> [CONSIGNE 1] Relevez toutes les années écrites en chiffres dans le texte sur Tati, dans leur ordre d'apparition.
> [CONSIGNE 2] Rédigez la suite du texte sur Tati, en partant de sa dernière phrase.

***** TEXTE DE LECTURE *****

En 1986, ce symbole de la France des « Trente Glorieuses » va même se payer le luxe de faire mieux que la tour Eiffel. « Quel est Ie “monument” de Ia capitale le plus visité ? La tour Eiffel, le Louvre, l’Arc de triomphe ? Non, vous n’y êtes pas. L’institution parisienne qui a fait déplacer 35 millions de visiteurs l’an dernier s’appelle Tati », affirme un article du Figaro en 1987.
3 – De l’âge d’or à la chute : 30 ans d’erreurs
Malheureusement pour Tati, la deuxième partie de sa vie sera moins glorieuse. Son fondateur décède d’un cancer en 1983. Les malheurs s’enchaînent lorsqu’un an plus tard, le fils ainé et successeur désigné meurt brutalement. Finalement, un autre de ses six fils, Fabien, reprend le flambeau en 1991 et devient PDG du groupe. Problème : le trentenaire n’a pas vraiment le profil et l’économie n’est pas son dada.

***** LIGNES *****

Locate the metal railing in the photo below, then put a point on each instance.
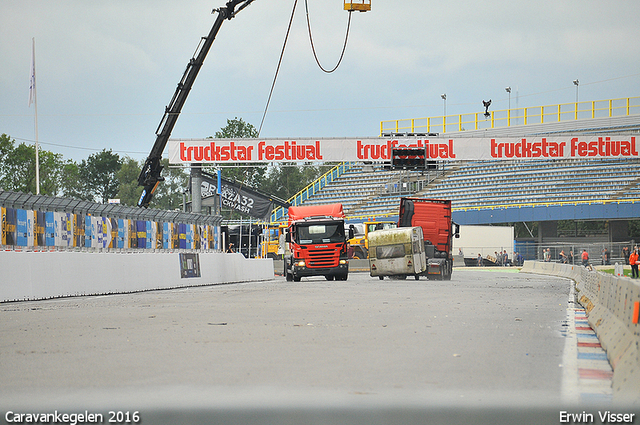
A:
(515, 117)
(280, 213)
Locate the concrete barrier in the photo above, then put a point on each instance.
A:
(612, 304)
(42, 275)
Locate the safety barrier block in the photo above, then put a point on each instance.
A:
(612, 304)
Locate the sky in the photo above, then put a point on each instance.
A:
(105, 70)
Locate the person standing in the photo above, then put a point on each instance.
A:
(633, 260)
(625, 254)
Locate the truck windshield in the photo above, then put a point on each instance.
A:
(321, 233)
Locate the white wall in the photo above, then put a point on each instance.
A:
(41, 275)
(484, 240)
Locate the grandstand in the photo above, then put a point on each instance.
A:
(371, 191)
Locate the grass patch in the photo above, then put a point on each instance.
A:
(612, 271)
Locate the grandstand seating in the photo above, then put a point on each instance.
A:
(484, 184)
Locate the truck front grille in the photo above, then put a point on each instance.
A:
(319, 258)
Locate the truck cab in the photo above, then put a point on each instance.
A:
(317, 243)
(397, 253)
(434, 217)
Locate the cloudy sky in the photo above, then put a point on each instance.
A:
(107, 69)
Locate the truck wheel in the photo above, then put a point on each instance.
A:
(287, 275)
(448, 271)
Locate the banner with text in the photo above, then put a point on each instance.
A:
(379, 149)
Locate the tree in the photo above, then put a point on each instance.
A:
(71, 184)
(99, 174)
(251, 174)
(18, 168)
(168, 196)
(128, 189)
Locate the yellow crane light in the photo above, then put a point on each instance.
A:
(361, 6)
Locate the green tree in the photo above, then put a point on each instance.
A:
(18, 168)
(128, 189)
(251, 174)
(99, 174)
(71, 184)
(168, 196)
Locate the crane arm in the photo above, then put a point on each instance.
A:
(150, 175)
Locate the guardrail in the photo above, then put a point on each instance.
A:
(313, 188)
(515, 116)
(612, 304)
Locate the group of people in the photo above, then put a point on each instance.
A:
(633, 260)
(502, 259)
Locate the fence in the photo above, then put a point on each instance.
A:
(35, 222)
(531, 250)
(515, 116)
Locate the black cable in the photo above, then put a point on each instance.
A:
(275, 77)
(306, 5)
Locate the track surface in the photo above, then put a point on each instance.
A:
(483, 335)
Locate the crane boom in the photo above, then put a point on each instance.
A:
(150, 175)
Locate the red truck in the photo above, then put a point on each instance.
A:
(317, 242)
(434, 216)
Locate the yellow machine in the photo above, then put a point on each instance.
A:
(360, 244)
(272, 245)
(360, 6)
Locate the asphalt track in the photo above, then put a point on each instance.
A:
(487, 340)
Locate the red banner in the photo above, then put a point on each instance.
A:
(376, 149)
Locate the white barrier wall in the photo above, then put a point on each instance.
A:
(41, 275)
(613, 308)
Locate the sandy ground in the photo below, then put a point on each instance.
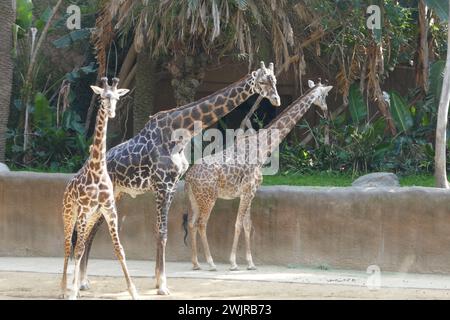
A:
(39, 278)
(18, 285)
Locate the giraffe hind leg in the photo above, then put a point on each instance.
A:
(110, 215)
(193, 227)
(69, 219)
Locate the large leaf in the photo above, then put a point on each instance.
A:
(24, 13)
(436, 77)
(440, 7)
(400, 112)
(42, 111)
(358, 110)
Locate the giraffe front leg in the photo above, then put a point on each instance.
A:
(79, 250)
(84, 282)
(69, 226)
(194, 256)
(163, 202)
(205, 211)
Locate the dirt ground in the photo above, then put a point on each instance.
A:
(27, 285)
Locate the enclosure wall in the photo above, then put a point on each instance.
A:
(398, 229)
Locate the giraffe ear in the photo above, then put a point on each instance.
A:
(97, 90)
(122, 92)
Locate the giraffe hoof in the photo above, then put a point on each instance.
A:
(134, 294)
(163, 292)
(212, 268)
(72, 297)
(85, 285)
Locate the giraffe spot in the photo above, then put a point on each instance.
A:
(244, 95)
(220, 100)
(103, 196)
(95, 153)
(195, 114)
(205, 107)
(187, 122)
(176, 122)
(208, 119)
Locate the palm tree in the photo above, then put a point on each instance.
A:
(441, 127)
(7, 17)
(190, 35)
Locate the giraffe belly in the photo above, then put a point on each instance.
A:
(130, 191)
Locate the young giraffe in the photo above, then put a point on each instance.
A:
(154, 161)
(90, 193)
(230, 174)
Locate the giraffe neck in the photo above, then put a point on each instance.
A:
(213, 107)
(287, 120)
(98, 150)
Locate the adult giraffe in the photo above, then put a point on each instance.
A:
(153, 161)
(236, 172)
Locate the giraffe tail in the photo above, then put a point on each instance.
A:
(185, 226)
(74, 242)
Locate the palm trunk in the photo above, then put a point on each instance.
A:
(7, 17)
(440, 172)
(145, 90)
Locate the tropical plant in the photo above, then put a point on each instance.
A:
(7, 17)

*****

> [RÉPONSE 1] 1986, 1987, 1983, 1991

> [RÉPONSE 2]
Le nouveau boss a la folie des grandeurs et rêve d’une marque moins ringarde et plus chic. Il ouvre une boutique rue de la Paix et une autre spécialisée dans les robes de mariée à New York sur la prestigieuse cinquième avenue. Cinq enseignes spécialisées voient le jour : Tati Or, Tati Mariage, Tati Vacances, Tati Optic et Tati Phone. C’est le début de la fin. Les habitués ne s’y retrouvent plus et la marque perd en lisibilité. Au début des années 2000, Tati s’essouffle et perd de sa splendeur aux dépens de petits nouveaux comme Zara et H&M. Le chiffre d’affaires s’effondre. Jamais Tati ne parviendra à retrouver son lustre d’antan.
« Tati est confronté à deux types de concurrence : les magasins comme Babou ou La Foir’fouille, où des produits sont disponibles à très petits prix. Mais aussi à celle des géants internationaux comme Zara, Mango, H & M… où sont proposés des vêtements à bas prix, mais avec du design », remarque Isabelle Barth, directrice de l’Insee, pour illustrer le déclin de la marque au Parisien en 2019.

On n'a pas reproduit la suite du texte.